Start Records supplied

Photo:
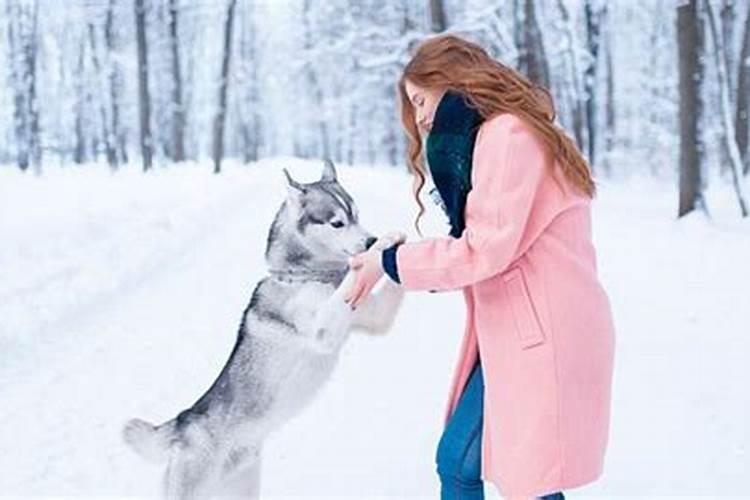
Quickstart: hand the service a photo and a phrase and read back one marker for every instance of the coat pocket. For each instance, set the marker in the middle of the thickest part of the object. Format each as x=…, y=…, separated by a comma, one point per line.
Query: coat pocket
x=528, y=327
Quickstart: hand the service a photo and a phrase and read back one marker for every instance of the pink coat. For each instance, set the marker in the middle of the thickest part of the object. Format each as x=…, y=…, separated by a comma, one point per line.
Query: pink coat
x=536, y=314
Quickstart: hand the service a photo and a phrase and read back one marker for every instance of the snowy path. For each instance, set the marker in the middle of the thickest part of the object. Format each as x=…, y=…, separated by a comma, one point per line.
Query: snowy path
x=161, y=297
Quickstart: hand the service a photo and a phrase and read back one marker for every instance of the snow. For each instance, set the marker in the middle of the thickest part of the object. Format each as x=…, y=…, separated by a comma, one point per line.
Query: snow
x=120, y=296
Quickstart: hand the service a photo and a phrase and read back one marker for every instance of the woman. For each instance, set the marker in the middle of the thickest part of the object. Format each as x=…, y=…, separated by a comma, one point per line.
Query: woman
x=530, y=400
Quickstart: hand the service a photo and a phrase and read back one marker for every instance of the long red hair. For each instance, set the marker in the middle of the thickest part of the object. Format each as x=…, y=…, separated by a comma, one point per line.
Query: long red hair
x=453, y=63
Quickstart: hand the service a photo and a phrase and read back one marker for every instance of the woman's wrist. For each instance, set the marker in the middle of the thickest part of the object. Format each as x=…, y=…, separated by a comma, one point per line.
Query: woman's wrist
x=388, y=262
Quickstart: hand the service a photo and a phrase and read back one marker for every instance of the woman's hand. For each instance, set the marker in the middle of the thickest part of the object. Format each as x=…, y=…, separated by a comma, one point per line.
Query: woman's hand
x=368, y=269
x=367, y=272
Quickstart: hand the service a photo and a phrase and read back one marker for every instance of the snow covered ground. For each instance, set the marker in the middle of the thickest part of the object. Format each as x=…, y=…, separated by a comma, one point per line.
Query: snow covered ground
x=120, y=296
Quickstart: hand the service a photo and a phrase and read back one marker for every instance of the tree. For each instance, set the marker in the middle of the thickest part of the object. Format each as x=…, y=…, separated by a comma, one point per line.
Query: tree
x=691, y=70
x=23, y=44
x=144, y=101
x=724, y=97
x=220, y=116
x=743, y=94
x=178, y=109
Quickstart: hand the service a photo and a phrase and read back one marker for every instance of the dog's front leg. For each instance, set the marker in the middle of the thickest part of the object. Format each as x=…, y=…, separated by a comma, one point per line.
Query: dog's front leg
x=375, y=315
x=333, y=319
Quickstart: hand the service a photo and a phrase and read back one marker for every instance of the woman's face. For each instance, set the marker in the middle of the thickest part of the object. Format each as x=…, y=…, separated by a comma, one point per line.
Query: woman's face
x=425, y=102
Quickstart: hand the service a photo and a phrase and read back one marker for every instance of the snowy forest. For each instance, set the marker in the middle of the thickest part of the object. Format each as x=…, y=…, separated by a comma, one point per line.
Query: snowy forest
x=142, y=148
x=648, y=85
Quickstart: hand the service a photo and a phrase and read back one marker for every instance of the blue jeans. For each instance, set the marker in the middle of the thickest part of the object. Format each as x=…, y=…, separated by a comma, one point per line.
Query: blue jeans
x=459, y=453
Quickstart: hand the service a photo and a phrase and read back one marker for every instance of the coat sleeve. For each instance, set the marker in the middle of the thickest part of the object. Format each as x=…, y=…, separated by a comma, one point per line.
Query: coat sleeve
x=508, y=166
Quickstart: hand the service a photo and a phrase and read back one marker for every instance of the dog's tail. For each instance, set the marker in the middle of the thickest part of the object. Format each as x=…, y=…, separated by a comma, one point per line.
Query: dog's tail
x=152, y=442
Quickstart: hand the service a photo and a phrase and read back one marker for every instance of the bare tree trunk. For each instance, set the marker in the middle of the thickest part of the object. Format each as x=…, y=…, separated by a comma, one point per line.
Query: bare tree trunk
x=80, y=154
x=743, y=94
x=728, y=135
x=178, y=110
x=109, y=138
x=593, y=35
x=250, y=126
x=533, y=60
x=611, y=126
x=115, y=86
x=22, y=40
x=144, y=104
x=690, y=50
x=438, y=21
x=576, y=85
x=220, y=118
x=314, y=86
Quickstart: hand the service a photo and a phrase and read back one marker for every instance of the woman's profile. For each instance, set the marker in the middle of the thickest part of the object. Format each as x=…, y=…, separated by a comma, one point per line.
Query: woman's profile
x=529, y=407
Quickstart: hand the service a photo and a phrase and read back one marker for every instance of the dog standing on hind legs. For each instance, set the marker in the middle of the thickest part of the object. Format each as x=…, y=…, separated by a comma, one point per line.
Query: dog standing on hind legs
x=287, y=345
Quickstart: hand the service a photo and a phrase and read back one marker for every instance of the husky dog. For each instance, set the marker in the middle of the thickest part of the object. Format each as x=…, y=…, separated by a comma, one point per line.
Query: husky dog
x=287, y=345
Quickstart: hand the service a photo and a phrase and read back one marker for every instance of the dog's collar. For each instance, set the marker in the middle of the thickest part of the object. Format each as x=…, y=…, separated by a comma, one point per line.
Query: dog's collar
x=324, y=275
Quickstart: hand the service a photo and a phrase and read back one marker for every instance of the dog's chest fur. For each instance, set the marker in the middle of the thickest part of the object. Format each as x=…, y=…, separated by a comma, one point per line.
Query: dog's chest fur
x=280, y=326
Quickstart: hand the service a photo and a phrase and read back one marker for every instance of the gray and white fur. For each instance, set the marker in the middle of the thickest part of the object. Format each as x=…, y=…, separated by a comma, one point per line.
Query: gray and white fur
x=287, y=346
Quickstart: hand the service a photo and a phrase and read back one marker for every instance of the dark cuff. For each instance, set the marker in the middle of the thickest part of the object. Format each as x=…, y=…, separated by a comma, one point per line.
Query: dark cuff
x=388, y=261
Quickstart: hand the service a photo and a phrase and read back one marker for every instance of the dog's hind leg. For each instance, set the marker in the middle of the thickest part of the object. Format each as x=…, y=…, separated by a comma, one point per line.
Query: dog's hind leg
x=194, y=466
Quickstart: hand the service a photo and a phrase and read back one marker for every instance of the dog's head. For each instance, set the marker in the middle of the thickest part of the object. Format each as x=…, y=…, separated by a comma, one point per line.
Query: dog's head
x=323, y=218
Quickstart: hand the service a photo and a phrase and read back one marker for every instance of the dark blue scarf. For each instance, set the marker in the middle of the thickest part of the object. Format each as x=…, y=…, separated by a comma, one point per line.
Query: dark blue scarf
x=449, y=149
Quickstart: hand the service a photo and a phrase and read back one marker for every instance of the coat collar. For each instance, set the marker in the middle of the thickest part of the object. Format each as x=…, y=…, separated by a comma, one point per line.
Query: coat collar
x=449, y=149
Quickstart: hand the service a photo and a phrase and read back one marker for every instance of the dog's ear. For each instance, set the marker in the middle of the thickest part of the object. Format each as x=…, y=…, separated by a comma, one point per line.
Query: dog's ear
x=329, y=171
x=293, y=186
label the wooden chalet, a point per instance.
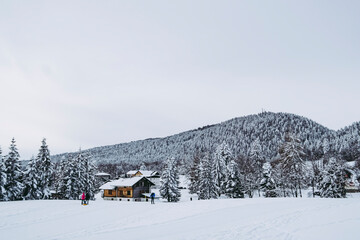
(153, 176)
(126, 188)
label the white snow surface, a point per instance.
(259, 218)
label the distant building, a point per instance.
(126, 188)
(103, 176)
(153, 176)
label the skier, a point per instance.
(83, 201)
(87, 197)
(152, 196)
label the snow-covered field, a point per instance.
(282, 218)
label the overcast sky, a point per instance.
(93, 73)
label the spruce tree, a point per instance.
(332, 183)
(267, 184)
(207, 185)
(88, 170)
(257, 160)
(45, 170)
(221, 159)
(194, 175)
(169, 188)
(3, 196)
(292, 163)
(14, 174)
(31, 181)
(71, 185)
(60, 176)
(234, 187)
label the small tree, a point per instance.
(267, 183)
(207, 185)
(332, 184)
(169, 188)
(234, 188)
(31, 181)
(45, 170)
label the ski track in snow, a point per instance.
(253, 219)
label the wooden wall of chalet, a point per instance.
(141, 187)
(109, 193)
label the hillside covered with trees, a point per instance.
(239, 133)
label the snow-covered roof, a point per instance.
(147, 173)
(122, 182)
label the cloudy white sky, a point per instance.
(93, 73)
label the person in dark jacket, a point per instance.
(83, 199)
(87, 197)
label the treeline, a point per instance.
(42, 179)
(220, 173)
(239, 133)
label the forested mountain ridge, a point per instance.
(238, 133)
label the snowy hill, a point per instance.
(238, 133)
(280, 218)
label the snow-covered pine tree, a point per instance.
(45, 170)
(14, 174)
(3, 196)
(332, 183)
(257, 160)
(72, 184)
(194, 175)
(31, 181)
(267, 184)
(169, 188)
(143, 167)
(60, 182)
(234, 187)
(292, 163)
(88, 176)
(221, 159)
(207, 185)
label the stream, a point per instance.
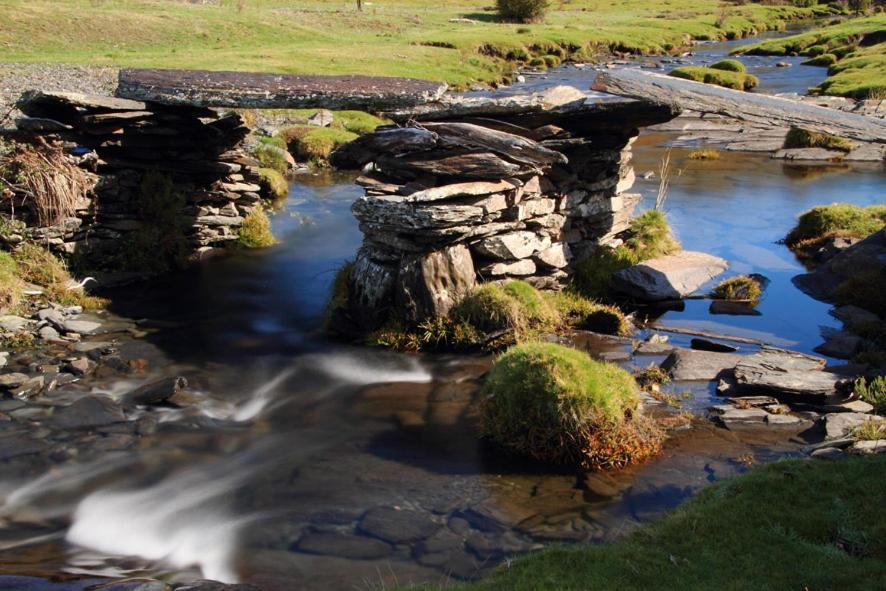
(296, 457)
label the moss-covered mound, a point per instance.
(800, 138)
(724, 78)
(838, 219)
(273, 183)
(742, 288)
(555, 404)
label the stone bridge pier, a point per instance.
(469, 190)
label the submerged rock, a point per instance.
(689, 365)
(670, 277)
(344, 546)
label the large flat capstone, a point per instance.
(671, 277)
(274, 91)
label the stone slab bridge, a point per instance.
(462, 189)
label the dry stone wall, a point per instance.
(487, 196)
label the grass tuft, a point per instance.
(556, 404)
(873, 392)
(742, 288)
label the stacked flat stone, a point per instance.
(488, 192)
(121, 140)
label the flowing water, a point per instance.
(289, 440)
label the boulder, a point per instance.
(344, 546)
(787, 373)
(671, 277)
(688, 364)
(430, 285)
(89, 412)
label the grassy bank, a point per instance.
(854, 51)
(419, 38)
(799, 524)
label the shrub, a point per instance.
(11, 285)
(556, 404)
(825, 60)
(729, 66)
(726, 79)
(490, 308)
(273, 183)
(873, 392)
(838, 219)
(704, 155)
(741, 288)
(256, 230)
(865, 290)
(522, 11)
(800, 138)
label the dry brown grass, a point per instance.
(51, 184)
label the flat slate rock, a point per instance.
(398, 526)
(692, 365)
(671, 277)
(781, 372)
(274, 91)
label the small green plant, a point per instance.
(652, 376)
(742, 288)
(256, 230)
(273, 183)
(838, 219)
(522, 11)
(800, 138)
(873, 392)
(729, 66)
(704, 155)
(556, 404)
(271, 155)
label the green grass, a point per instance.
(556, 404)
(794, 524)
(729, 66)
(724, 78)
(394, 37)
(838, 219)
(800, 138)
(856, 68)
(256, 230)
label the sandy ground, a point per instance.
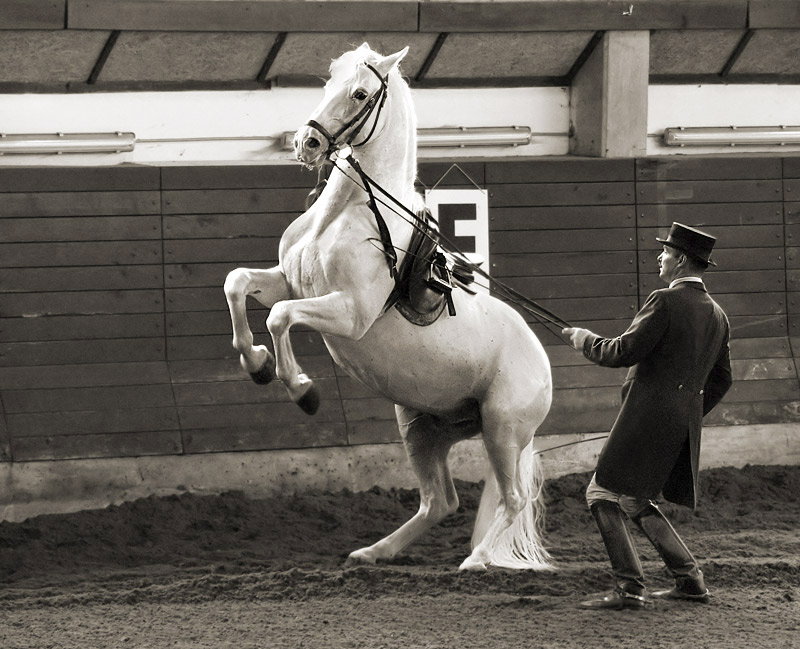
(226, 571)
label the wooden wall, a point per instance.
(115, 336)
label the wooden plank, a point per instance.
(233, 392)
(731, 259)
(791, 167)
(32, 14)
(96, 446)
(201, 323)
(91, 422)
(96, 351)
(78, 179)
(208, 347)
(555, 15)
(763, 369)
(242, 201)
(238, 177)
(765, 390)
(83, 303)
(531, 195)
(706, 168)
(240, 251)
(227, 369)
(709, 214)
(376, 409)
(94, 253)
(575, 286)
(792, 211)
(742, 236)
(201, 274)
(94, 327)
(766, 303)
(83, 376)
(76, 278)
(257, 438)
(562, 217)
(97, 398)
(774, 347)
(118, 228)
(709, 191)
(220, 226)
(372, 432)
(774, 14)
(106, 203)
(241, 16)
(544, 241)
(247, 416)
(739, 414)
(566, 263)
(559, 171)
(759, 326)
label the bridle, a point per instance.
(378, 99)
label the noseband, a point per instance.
(378, 99)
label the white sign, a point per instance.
(463, 217)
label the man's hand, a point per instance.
(576, 336)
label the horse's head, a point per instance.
(350, 109)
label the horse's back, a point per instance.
(458, 358)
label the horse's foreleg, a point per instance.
(427, 446)
(268, 287)
(335, 314)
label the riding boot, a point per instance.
(625, 564)
(681, 564)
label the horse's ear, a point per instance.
(385, 65)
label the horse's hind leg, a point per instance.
(427, 444)
(268, 287)
(508, 426)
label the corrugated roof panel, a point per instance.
(499, 55)
(770, 51)
(43, 56)
(187, 56)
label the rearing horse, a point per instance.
(481, 371)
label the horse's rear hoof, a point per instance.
(309, 402)
(265, 375)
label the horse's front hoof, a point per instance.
(359, 558)
(309, 402)
(473, 565)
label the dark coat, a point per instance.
(678, 352)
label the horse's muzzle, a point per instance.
(310, 146)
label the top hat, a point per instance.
(693, 242)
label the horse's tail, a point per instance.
(521, 546)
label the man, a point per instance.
(678, 352)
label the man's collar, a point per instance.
(681, 280)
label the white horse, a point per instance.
(480, 371)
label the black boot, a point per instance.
(681, 564)
(625, 564)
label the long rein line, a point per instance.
(524, 302)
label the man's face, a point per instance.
(668, 263)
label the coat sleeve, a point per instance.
(642, 336)
(719, 380)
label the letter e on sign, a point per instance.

End Records supplied

_Written exercise_:
Reproduce the data above word for word, starting from its first line and ending with the line that contains "x=161, y=297". Omit the pictures from your copy.

_Correct output_:
Photo:
Quickstart: hand the service a photo and a phrase and read back one marker for every instance of the coat pocket. For each instance, set the marker in the middle of the thickest part of the object. Format each as x=…, y=…, separated by a comma, one point per line.
Query: coat pocket
x=528, y=327
Quickstart: hand the service a photo and a phrase and read back one marker for every instance of the pink coat. For each instance, set the marker in the middle of the thickest part of the object. Format each as x=…, y=…, separated by a comma, one point per line.
Query: pink coat
x=536, y=314
Quickstart: hand the service a photo and a phrase and read back one marker for every instance of the snowy path. For each instance, set the marker in the middle of the thickest part of the object. Format each as x=…, y=…, separated by a comma, one point per line.
Query: snowy path
x=161, y=297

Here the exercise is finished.